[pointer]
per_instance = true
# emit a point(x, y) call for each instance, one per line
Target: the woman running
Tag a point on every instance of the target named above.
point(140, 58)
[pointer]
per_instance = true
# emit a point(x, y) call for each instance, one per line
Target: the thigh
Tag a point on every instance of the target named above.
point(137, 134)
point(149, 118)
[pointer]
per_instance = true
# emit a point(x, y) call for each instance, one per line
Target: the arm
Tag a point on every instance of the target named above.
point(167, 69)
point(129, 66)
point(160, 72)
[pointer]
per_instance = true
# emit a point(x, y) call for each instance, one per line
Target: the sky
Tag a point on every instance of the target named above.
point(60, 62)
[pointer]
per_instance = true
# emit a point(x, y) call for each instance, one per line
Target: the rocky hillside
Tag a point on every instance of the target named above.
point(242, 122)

* * *

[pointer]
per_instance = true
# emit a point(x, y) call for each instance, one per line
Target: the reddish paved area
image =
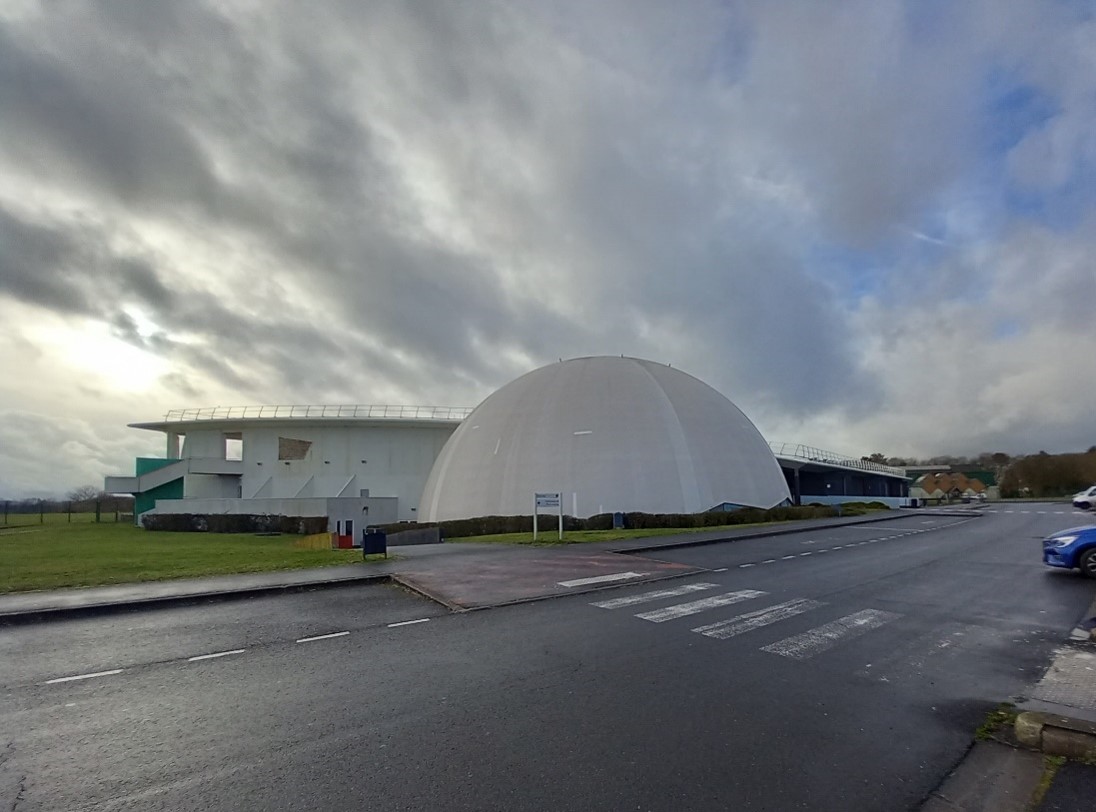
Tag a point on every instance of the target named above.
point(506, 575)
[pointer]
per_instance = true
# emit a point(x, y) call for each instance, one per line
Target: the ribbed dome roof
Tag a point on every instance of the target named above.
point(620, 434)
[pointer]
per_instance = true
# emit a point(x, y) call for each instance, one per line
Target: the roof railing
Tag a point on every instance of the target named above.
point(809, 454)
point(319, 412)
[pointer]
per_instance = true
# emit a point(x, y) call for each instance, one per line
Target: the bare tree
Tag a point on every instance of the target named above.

...

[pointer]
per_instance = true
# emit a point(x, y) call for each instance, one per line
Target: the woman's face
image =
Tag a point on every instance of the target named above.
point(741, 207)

• _Directions for this task_
Pull out every line in the data above that contains the string "roof" and copy each one in full. Case matters.

• _Response to this exercise_
Target: the ribbed dome roof
Target: the roof railing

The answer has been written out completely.